Coordinate annotation records
------

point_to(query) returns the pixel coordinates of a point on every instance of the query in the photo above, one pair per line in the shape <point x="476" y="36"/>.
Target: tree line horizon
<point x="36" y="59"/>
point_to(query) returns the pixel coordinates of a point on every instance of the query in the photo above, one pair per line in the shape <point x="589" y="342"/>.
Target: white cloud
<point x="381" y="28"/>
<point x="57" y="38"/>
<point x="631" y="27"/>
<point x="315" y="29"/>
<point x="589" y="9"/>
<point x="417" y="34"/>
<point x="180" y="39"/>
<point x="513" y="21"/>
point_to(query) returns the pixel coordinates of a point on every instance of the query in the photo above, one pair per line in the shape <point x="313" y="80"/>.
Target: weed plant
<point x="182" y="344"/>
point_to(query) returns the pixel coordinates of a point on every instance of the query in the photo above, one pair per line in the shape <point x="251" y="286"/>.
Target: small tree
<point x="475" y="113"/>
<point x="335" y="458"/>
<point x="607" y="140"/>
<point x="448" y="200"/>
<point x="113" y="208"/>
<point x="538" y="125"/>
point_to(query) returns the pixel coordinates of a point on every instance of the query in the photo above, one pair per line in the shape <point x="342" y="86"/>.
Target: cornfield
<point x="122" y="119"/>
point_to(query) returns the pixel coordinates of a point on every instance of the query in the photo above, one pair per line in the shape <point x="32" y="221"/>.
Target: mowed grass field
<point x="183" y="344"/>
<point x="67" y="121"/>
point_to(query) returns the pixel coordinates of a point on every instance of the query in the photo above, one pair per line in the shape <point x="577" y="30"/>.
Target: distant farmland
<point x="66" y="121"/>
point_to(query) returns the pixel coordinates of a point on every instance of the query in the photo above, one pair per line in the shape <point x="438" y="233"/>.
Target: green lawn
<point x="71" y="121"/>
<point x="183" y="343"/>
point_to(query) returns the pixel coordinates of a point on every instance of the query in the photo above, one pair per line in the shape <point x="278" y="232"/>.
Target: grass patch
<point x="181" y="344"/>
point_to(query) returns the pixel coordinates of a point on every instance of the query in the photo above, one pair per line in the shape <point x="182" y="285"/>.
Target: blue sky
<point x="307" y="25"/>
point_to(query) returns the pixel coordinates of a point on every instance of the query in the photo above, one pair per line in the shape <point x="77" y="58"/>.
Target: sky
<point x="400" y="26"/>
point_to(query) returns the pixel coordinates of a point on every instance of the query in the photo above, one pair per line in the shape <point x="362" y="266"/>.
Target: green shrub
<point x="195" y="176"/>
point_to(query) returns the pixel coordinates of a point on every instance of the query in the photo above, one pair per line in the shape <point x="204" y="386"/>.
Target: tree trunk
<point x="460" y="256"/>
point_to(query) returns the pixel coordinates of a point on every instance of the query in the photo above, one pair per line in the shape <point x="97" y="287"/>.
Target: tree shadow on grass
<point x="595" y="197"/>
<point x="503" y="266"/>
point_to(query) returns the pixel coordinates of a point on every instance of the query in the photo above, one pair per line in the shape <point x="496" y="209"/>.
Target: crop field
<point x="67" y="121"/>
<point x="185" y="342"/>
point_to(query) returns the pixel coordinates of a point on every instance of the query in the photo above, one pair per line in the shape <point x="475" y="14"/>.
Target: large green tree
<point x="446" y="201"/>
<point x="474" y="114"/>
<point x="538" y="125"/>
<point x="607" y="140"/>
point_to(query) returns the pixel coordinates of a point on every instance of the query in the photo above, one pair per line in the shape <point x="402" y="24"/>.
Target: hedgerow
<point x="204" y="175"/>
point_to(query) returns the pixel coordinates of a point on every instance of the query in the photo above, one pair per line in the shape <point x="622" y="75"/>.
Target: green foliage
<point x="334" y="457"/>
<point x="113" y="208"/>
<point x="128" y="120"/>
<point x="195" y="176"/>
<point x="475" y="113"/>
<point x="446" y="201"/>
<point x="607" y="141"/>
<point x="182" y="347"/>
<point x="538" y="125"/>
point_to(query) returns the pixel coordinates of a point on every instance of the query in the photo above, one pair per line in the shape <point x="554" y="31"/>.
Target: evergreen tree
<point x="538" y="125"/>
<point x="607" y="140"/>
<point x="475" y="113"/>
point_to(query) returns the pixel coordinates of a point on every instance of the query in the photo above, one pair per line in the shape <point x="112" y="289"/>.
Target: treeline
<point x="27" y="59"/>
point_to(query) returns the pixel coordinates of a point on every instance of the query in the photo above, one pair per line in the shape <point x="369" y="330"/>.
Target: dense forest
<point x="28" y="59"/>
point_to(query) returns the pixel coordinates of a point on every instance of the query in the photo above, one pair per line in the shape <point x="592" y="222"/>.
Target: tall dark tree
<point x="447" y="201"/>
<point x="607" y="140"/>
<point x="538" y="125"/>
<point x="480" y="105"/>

------

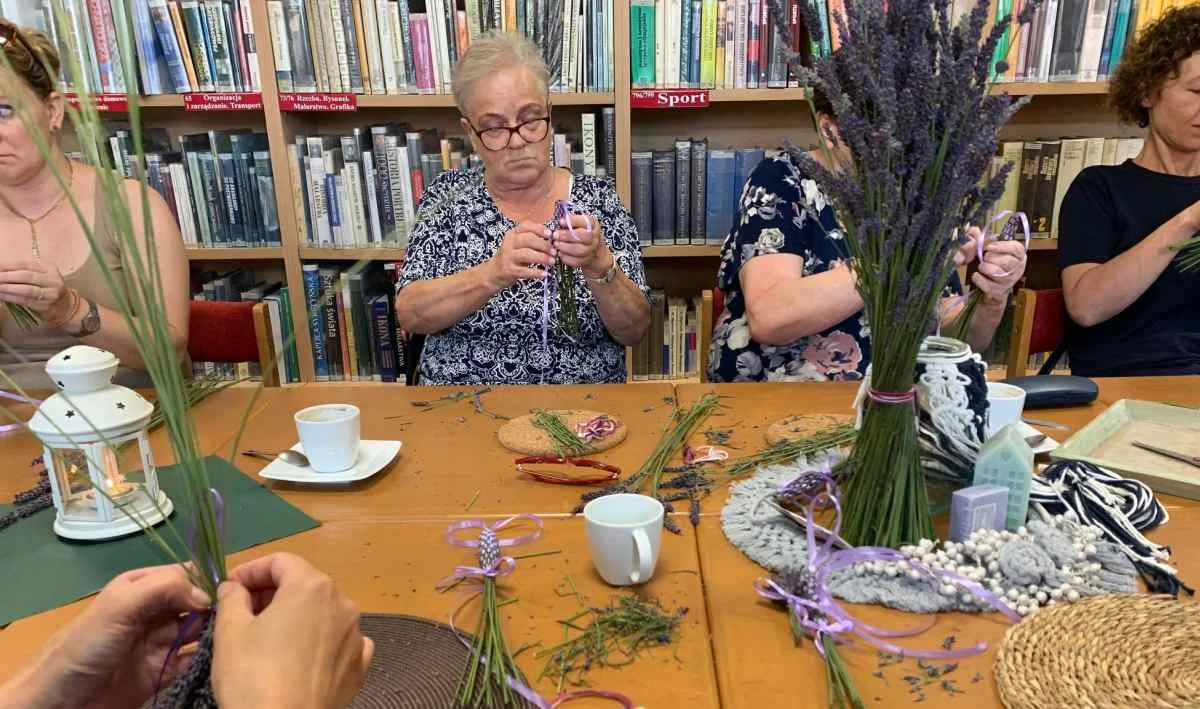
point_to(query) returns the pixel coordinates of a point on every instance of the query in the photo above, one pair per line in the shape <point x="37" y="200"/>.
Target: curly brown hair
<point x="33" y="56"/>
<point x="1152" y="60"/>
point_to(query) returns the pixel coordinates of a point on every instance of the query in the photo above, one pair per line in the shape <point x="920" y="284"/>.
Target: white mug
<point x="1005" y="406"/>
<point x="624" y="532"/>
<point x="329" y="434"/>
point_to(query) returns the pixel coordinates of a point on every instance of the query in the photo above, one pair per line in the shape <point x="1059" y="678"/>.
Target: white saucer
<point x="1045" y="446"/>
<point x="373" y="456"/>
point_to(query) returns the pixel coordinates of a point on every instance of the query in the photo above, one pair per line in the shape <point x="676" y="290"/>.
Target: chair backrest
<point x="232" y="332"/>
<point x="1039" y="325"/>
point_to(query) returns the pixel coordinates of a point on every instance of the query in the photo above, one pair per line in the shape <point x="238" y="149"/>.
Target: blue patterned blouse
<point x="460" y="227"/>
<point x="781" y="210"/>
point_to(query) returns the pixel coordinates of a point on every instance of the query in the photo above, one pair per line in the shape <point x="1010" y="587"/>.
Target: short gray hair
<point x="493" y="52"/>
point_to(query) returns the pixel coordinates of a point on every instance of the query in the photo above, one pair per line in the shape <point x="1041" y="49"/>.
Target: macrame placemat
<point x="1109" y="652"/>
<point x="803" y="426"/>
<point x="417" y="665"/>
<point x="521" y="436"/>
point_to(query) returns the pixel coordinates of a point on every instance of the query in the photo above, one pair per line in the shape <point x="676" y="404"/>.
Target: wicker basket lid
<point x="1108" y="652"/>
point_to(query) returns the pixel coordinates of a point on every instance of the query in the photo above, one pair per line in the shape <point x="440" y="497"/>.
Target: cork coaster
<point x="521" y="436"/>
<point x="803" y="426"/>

------

# Instructions for the task
Count the lines in the rows above that contain the string "white", treating case as significant, and reply with the number alone.

# The answer
3